• Aim of the exercise:
Copy the passage of the post about a bad week from "Week’s not even" to "sexy drugs first.", verbatim.

### Text block ###

Week’s not even halfway through and I’m callin’ it: shitty

Monday: shitty.

Tuesday: shitty.

Wednesday? Well, it’s only 6AM, and I’ve only been up for an hour, but it’s been a shitty hour.

Not because of things happening. Like, it’s not like I woke up and my cat clawed my face off, which would be unfortunate to say the least.

I just feel like all the joy has been drained in my body. The feeling is as physical as it is emotional. My body is heavy; my gait is slow; my jaw is tight; my stomach hurts; I have a clawing ache in my ribs. I had a friend who did ecstasy and told me about the serotonin drop and subsequent depression the next day. What he described is exactly what I feel like on the day-to-day — just like those resources have been physically siphoned away from me. And hell, I didn’t even do any fun sexy drugs first.

### Information ###

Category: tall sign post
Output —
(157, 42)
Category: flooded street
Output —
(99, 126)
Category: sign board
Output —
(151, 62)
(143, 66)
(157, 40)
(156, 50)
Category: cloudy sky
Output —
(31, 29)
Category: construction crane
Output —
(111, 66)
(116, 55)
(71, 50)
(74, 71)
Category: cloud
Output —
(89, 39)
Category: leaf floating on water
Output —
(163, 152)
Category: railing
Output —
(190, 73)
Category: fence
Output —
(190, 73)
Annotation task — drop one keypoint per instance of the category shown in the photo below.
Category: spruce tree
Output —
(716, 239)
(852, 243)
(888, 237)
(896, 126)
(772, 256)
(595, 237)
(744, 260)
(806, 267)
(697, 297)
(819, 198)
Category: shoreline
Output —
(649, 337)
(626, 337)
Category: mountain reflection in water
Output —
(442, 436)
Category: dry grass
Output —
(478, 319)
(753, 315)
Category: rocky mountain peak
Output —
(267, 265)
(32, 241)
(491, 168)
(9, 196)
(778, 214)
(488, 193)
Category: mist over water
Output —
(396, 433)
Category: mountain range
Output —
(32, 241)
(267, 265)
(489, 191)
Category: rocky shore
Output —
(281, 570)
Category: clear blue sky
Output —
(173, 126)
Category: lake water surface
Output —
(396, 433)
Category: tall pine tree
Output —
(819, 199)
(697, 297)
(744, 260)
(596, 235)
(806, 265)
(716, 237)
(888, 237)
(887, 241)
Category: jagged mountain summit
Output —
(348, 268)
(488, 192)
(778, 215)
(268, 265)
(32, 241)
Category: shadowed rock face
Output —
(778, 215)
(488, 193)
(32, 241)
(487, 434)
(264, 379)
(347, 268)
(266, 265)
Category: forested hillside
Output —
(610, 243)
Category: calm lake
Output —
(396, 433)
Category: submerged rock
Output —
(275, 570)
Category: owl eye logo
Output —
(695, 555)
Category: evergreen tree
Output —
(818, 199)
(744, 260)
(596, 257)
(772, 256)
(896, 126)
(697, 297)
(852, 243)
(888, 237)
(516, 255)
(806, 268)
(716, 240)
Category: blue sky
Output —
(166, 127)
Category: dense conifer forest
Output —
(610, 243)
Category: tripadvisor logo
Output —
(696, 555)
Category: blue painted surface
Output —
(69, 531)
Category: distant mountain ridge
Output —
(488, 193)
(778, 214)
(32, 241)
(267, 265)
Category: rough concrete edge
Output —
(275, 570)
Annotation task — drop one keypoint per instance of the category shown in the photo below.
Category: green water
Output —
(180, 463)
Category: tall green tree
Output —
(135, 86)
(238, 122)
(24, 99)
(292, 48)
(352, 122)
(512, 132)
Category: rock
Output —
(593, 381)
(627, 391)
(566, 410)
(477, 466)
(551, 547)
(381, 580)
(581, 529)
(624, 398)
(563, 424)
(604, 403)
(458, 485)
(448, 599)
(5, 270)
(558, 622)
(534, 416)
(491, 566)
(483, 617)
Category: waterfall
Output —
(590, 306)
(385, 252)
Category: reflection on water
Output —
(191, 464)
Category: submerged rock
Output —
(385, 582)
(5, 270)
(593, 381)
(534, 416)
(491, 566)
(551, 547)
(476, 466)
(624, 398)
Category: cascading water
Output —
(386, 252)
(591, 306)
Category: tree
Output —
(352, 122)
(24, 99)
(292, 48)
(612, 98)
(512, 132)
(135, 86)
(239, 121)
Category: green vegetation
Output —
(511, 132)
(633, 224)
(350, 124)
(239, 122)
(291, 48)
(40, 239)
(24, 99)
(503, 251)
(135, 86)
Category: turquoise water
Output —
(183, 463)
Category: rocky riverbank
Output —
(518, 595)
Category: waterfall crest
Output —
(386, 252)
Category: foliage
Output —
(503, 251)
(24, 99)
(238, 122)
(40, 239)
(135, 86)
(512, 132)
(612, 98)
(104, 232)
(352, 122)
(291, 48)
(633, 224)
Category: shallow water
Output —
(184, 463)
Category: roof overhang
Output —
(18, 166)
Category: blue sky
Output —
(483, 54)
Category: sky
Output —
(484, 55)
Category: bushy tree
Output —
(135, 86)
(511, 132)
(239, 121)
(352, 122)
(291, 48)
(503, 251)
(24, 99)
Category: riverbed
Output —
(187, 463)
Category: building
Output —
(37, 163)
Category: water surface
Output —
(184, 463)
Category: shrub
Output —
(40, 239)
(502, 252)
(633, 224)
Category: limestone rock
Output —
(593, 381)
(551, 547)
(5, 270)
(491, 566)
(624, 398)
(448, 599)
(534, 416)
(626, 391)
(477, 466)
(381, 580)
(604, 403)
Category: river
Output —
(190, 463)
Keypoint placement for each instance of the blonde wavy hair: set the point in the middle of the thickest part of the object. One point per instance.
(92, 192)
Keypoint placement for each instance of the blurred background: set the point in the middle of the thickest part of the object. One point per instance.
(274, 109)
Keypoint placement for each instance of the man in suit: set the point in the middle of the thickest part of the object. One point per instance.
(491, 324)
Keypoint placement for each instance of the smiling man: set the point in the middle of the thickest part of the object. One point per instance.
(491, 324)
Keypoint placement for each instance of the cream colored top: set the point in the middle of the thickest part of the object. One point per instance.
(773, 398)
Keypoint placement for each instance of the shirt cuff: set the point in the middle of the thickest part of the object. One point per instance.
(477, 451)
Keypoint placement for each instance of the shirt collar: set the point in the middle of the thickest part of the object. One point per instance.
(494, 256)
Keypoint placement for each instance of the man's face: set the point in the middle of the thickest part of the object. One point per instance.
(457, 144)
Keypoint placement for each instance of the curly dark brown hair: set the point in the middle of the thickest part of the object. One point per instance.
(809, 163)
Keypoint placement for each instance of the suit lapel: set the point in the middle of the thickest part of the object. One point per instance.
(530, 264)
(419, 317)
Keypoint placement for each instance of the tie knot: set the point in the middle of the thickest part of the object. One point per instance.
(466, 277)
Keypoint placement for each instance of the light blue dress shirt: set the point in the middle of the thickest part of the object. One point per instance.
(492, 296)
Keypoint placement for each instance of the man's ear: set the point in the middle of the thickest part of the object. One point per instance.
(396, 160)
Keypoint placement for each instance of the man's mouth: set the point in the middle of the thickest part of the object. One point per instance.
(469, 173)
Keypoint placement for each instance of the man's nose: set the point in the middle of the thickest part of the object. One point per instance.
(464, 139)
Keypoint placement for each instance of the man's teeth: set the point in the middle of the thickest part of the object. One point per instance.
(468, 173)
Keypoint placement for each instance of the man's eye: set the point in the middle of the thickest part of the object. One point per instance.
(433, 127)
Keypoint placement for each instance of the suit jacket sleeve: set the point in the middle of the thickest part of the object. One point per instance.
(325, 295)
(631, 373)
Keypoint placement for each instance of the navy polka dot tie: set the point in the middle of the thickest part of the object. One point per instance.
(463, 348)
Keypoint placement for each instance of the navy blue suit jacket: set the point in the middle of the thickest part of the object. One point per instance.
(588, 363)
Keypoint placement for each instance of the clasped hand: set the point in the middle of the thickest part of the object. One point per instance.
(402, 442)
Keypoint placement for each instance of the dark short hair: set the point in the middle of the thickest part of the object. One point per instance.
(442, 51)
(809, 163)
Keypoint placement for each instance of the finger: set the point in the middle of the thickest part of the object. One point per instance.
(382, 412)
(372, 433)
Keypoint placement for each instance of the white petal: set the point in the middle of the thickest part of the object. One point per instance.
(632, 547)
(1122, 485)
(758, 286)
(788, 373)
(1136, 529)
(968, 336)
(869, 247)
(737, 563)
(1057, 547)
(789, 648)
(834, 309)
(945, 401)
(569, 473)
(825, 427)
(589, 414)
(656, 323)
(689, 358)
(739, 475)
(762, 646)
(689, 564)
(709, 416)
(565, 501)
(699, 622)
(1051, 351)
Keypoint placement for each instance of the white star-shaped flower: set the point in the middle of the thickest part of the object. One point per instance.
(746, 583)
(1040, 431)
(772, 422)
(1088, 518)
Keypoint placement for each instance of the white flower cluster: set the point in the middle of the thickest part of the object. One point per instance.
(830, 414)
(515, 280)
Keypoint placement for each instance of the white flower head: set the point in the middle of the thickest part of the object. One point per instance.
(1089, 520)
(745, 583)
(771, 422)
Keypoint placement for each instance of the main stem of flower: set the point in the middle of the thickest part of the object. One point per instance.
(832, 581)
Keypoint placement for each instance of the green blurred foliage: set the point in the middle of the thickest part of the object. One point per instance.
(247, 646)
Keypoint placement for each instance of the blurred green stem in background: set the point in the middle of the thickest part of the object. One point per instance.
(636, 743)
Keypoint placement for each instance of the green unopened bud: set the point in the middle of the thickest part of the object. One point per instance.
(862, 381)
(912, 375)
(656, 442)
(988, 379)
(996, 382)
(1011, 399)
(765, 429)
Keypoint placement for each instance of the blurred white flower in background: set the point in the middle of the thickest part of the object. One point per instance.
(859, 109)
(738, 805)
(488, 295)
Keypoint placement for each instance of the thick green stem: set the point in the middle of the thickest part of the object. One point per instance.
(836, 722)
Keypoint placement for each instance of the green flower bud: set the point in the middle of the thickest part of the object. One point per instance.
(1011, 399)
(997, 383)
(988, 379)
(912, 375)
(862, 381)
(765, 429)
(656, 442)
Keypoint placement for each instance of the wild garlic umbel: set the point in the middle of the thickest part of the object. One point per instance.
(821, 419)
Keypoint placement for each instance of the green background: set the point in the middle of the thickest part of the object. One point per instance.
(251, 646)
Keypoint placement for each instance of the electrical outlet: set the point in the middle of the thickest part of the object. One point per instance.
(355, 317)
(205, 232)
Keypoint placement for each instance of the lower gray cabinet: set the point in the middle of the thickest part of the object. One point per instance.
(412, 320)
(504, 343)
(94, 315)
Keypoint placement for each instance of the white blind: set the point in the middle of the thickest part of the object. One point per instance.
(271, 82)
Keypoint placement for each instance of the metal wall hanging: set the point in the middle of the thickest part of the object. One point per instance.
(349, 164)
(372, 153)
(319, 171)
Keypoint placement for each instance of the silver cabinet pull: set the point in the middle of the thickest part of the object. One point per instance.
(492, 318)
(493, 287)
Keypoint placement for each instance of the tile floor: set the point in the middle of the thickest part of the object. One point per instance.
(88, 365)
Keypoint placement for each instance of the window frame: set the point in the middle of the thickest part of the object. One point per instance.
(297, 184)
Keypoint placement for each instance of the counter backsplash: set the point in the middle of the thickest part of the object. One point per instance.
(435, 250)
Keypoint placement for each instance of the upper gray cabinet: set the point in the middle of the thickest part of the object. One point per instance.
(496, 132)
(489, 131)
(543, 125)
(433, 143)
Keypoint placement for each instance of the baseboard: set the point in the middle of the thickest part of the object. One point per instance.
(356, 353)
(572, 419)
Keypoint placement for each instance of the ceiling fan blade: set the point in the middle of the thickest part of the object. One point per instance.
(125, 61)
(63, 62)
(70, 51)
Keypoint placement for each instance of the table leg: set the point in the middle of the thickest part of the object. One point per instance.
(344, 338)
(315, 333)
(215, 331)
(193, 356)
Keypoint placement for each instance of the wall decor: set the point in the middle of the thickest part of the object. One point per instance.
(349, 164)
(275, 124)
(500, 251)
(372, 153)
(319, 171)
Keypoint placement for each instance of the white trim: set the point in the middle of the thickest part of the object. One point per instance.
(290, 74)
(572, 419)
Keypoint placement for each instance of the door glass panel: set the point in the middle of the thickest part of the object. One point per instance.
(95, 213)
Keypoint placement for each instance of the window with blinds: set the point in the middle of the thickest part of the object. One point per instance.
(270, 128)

###

• Completed exercise:
Week’s not even halfway through and I’m callin’ it: shitty

Monday: shitty.

Tuesday: shitty.

Wednesday? Well, it’s only 6AM, and I’ve only been up for an hour, but it’s been a shitty hour.

Not because of things happening. Like, it’s not like I woke up and my cat clawed my face off, which would be unfortunate to say the least.

I just feel like all the joy has been drained in my body. The feeling is as physical as it is emotional. My body is heavy; my gait is slow; my jaw is tight; my stomach hurts; I have a clawing ache in my ribs. I had a friend who did ecstasy and told me about the serotonin drop and subsequent depression the next day. What he described is exactly what I feel like on the day-to-day — just like those resources have been physically siphoned away from me. And hell, I didn’t even do any fun sexy drugs first.